▸ TASK STATEMENT: Copy the data from the line that contains "ruff in the photo above." to its last line, exactly, including both of those lines and leaving out everything before.

%%

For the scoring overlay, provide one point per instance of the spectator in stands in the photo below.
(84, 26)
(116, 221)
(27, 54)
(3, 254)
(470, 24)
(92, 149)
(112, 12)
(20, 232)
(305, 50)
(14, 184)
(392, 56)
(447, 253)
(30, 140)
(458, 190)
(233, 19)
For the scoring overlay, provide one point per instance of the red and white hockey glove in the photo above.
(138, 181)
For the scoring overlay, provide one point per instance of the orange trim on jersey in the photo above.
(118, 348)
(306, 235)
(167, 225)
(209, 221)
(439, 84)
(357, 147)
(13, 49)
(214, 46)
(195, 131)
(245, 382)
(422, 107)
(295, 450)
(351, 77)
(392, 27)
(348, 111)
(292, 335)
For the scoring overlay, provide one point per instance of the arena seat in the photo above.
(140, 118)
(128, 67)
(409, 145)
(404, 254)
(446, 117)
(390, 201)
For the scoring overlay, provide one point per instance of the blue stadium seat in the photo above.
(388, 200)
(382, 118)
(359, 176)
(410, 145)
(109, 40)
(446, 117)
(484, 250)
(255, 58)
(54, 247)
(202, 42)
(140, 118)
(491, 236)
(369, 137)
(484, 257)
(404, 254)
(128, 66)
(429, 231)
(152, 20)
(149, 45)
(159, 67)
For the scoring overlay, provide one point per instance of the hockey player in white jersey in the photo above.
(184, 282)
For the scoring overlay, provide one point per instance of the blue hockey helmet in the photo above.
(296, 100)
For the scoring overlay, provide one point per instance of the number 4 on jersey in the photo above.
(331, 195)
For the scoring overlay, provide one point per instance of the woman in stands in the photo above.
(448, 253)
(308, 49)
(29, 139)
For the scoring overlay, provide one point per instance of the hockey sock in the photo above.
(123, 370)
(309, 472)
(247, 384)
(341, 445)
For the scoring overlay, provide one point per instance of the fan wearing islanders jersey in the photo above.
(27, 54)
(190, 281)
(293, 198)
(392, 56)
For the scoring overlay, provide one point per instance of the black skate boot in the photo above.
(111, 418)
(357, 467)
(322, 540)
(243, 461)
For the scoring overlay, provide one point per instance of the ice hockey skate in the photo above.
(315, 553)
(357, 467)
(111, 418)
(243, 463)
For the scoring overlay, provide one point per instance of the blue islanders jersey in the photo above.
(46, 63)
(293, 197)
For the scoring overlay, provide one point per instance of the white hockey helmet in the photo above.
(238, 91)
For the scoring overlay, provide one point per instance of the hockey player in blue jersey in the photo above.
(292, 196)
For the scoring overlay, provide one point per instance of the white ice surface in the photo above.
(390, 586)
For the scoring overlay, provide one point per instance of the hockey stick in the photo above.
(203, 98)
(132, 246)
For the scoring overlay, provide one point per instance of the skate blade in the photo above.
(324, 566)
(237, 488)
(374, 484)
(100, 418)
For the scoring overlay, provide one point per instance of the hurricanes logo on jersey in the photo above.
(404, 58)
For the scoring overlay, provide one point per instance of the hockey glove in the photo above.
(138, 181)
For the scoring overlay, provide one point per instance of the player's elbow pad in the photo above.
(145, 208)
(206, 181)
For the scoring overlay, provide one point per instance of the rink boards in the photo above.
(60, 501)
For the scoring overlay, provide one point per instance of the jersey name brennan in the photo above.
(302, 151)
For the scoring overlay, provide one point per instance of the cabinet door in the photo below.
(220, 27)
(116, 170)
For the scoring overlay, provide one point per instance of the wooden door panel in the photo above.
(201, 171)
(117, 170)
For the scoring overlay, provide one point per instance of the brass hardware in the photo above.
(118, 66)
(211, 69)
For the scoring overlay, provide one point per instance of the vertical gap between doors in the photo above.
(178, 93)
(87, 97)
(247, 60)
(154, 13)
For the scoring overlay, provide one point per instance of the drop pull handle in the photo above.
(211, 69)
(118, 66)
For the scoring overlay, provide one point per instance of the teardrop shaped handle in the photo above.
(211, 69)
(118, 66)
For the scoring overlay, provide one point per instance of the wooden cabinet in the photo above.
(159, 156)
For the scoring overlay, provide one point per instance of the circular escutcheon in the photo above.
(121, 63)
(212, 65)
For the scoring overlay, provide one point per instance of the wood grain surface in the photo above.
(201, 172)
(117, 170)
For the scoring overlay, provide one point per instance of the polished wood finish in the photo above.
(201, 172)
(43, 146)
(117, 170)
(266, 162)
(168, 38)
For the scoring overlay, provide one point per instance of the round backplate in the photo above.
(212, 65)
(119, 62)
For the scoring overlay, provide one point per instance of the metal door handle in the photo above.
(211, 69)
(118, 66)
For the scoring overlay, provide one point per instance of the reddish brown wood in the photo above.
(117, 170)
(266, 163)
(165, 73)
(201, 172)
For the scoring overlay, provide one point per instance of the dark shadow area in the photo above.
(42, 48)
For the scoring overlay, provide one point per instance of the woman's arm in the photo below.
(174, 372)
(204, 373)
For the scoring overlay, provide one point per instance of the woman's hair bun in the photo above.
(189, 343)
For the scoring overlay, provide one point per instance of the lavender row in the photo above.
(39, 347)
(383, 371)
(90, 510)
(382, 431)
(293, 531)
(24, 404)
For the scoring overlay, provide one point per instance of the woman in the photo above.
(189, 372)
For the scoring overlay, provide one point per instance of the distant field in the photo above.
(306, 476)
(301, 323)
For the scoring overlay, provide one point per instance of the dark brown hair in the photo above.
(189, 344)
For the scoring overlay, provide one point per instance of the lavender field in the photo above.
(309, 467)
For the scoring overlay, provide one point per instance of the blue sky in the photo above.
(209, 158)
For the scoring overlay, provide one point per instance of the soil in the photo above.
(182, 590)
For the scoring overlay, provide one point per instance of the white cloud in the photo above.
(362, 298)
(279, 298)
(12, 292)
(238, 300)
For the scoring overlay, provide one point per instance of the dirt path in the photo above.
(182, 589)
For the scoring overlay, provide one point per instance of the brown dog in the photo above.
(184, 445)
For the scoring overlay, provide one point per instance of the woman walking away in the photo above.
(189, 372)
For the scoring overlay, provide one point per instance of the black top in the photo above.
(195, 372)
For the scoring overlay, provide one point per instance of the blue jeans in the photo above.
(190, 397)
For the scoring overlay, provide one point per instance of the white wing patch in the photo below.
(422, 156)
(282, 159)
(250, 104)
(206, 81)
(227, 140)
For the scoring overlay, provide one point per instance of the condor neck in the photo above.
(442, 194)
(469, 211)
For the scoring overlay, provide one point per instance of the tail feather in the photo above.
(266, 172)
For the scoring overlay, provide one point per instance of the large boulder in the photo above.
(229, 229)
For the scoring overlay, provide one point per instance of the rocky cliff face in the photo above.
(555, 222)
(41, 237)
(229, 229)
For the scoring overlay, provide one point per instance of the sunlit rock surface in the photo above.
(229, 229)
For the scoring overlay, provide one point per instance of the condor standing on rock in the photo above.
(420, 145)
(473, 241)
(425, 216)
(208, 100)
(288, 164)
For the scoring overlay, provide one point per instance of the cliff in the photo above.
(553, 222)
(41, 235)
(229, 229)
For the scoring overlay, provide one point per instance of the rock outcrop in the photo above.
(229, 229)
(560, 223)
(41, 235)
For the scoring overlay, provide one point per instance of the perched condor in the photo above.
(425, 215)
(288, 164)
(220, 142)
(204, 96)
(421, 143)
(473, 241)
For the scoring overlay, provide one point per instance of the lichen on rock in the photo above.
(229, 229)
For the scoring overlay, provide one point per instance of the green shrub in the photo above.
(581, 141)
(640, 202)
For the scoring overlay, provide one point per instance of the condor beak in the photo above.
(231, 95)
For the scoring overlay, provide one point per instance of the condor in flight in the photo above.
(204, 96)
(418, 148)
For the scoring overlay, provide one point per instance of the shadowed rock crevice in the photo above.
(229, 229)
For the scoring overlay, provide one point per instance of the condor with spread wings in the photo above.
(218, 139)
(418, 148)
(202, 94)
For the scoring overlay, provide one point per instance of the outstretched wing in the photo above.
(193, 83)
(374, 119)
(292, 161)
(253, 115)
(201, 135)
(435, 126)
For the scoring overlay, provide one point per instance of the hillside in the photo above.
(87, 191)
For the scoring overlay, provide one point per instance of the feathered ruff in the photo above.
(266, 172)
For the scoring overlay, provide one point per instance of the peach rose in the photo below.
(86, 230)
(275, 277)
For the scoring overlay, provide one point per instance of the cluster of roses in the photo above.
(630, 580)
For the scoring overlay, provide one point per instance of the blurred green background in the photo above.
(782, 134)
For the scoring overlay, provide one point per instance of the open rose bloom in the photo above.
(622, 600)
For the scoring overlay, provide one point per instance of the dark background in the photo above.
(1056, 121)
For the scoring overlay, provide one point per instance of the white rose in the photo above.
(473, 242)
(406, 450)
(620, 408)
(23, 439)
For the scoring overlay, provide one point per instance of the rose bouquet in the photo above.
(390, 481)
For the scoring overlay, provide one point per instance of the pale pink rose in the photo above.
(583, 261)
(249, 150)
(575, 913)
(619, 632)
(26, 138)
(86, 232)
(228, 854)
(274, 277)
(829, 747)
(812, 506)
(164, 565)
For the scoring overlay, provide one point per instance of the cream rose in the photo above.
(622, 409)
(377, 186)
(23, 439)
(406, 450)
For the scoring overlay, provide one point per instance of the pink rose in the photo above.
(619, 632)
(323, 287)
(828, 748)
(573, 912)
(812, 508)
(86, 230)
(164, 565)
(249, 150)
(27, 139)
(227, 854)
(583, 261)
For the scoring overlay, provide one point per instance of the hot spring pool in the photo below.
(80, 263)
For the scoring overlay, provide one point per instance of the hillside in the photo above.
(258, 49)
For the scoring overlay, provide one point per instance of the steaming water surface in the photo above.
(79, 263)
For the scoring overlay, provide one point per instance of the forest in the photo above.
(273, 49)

%%

▸ RESULT OF THE TASK:
For the scoring overlay, provide one point per instance of the feathered ruff in the photo above.
(266, 172)
For the scoring overlay, provide one point per instance of the peach rose in the photo below.
(86, 230)
(275, 277)
For the scoring overlay, provide one point per instance of the cluster of roses in the photo above.
(630, 580)
For the scoring overlay, provide one point per instance of the blurred green background in the photo above.
(782, 134)
For the scoring overlay, provide one point per instance of the open rose bloom in the photo above.
(622, 600)
For the scoring overlay, provide one point per instance of the dark background in the photo above.
(1056, 121)
For the scoring overlay, provide one point per instance of the white rose in the photo above.
(473, 242)
(406, 450)
(620, 408)
(23, 439)
For the scoring overlay, provide one point per instance of the rose bouquet in the photo above.
(390, 481)
For the scoring overlay, provide one point per instance of the pale pink rose in the photo above.
(583, 261)
(249, 150)
(575, 913)
(619, 632)
(26, 138)
(86, 232)
(228, 854)
(274, 277)
(829, 747)
(812, 506)
(164, 565)
For the scoring overlay, provide one point per instance of the cream rose in the photo above.
(622, 409)
(377, 186)
(23, 439)
(406, 450)
For the scoring overlay, provide one point per instance of the pink rose in the photo above.
(619, 632)
(323, 287)
(828, 748)
(573, 912)
(812, 508)
(86, 230)
(164, 565)
(249, 150)
(27, 139)
(227, 854)
(583, 261)
For the scoring overlay, provide one point per instance of the hot spring pool in the photo below.
(80, 263)
For the scoring overlay, provide one point per instance of the hillside in the photo above.
(258, 49)
For the scoring overlay, provide one point per instance of the steaming water surface in the photo above.
(79, 263)
For the scoring overlay, provide one point per instance of the forest in the photo above.
(273, 49)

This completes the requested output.